Dans un récent billet sur Envie d’Entreprendre, Andrée Fraiderik-Vertino évoque le statut d’intrapreneur, et sa faible reconnaissance : les intrapreneurs sont-ils des sous-entrepreneurs ?
J’ai expérimenté les loupés, les échecs, les petits ou gros obstacles, de l’intrapreneuriat, et je suis toujours frappée de voir qu’en raison précisément de ces différences avec un véritable entrepreneur, ce n’est pas toujours perçu ainsi de l’extérieur, et ces risques absolument pas compris comme tels : pourquoi ? Quelles sont les différences et les points communs entre entrepreneurs et intrapreneurs, et les spécificités de l’intrapreneuriat ?

**DONNÉES FOURNIES**
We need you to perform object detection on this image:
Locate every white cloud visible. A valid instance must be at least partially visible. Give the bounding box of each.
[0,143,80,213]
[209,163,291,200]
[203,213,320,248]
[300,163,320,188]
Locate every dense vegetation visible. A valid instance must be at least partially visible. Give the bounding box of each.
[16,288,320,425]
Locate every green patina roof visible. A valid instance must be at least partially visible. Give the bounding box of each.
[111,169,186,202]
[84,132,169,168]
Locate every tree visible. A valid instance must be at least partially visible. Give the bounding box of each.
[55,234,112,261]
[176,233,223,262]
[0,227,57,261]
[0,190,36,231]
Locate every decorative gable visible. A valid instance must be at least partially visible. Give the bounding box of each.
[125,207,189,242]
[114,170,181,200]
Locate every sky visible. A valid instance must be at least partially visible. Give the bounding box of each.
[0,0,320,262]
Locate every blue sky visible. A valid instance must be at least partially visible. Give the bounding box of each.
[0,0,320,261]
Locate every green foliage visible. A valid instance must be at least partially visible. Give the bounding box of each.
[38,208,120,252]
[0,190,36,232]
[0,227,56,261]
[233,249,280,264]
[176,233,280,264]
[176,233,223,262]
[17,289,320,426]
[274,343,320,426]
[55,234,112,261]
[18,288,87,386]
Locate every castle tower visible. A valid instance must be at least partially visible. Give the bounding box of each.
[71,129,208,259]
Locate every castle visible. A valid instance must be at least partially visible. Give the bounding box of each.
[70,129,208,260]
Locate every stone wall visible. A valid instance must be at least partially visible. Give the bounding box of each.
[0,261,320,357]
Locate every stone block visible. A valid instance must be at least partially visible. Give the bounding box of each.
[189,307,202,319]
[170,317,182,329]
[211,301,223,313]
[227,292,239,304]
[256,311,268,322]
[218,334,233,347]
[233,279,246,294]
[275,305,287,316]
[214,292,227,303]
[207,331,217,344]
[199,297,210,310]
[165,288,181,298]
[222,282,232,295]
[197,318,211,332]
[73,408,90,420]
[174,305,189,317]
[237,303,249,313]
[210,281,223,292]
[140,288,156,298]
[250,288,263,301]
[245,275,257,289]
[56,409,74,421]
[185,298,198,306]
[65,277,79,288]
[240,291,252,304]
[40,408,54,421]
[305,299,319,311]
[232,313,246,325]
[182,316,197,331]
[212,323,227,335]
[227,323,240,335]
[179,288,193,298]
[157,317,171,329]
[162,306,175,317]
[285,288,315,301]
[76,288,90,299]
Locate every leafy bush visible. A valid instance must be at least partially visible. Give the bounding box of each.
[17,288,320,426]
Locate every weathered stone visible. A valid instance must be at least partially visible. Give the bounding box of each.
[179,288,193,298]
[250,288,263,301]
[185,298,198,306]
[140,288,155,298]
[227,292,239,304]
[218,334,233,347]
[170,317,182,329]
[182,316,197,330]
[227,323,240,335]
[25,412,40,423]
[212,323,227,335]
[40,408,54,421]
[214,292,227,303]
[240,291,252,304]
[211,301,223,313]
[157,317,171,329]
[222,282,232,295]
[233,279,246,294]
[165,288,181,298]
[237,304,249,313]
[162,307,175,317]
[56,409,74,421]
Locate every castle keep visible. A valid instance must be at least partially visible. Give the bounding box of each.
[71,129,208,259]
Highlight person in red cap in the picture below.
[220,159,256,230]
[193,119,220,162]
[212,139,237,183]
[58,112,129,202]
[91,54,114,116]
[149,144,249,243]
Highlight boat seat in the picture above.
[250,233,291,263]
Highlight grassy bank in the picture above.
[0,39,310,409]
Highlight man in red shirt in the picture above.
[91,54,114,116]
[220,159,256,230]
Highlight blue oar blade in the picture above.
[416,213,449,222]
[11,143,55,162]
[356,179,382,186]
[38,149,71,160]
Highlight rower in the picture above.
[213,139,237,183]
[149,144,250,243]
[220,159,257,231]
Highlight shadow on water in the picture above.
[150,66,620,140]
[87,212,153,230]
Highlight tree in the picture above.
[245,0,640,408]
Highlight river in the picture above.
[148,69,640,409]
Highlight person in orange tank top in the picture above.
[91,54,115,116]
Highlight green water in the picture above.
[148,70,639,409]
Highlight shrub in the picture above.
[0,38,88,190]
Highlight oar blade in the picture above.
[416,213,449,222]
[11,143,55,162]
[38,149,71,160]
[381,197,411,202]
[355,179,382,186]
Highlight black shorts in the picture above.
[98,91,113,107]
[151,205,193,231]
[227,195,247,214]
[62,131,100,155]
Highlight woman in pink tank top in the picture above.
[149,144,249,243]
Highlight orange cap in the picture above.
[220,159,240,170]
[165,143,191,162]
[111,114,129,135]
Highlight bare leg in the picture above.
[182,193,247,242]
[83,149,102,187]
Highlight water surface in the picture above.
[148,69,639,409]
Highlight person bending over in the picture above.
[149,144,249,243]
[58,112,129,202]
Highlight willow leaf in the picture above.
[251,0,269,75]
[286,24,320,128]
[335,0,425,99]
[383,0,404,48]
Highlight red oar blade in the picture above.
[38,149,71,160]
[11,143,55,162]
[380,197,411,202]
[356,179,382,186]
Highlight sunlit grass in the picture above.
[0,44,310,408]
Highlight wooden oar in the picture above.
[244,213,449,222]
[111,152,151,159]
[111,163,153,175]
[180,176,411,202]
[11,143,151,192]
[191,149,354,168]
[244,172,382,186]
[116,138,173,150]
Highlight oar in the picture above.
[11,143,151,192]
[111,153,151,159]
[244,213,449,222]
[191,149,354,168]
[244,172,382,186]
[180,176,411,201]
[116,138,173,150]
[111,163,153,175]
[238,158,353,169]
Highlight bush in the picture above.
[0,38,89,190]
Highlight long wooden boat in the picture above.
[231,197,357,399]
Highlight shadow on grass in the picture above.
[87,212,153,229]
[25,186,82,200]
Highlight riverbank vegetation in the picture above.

**TRAVAIL DEMANDÉ**
Reproduisez intégralement le texte, à l'identique. Veuillez vous fonder exclusivement sur le texte.

**RÉSULTAT OBTENU**
Dans un récent billet sur Envie d’Entreprendre, Andrée Fraiderik-Vertino évoque le statut d’intrapreneur, et sa faible reconnaissance : les intrapreneurs sont-ils des sous-entrepreneurs ?
J’ai expérimenté les loupés, les échecs, les petits ou gros obstacles, de l’intrapreneuriat, et je suis toujours frappée de voir qu’en raison précisément de ces différences avec un véritable entrepreneur, ce n’est pas toujours perçu ainsi de l’extérieur, et ces risques absolument pas compris comme tels : pourquoi ? Quelles sont les différences et les points communs entre entrepreneurs et intrapreneurs, et les spécificités de l’intrapreneuriat ?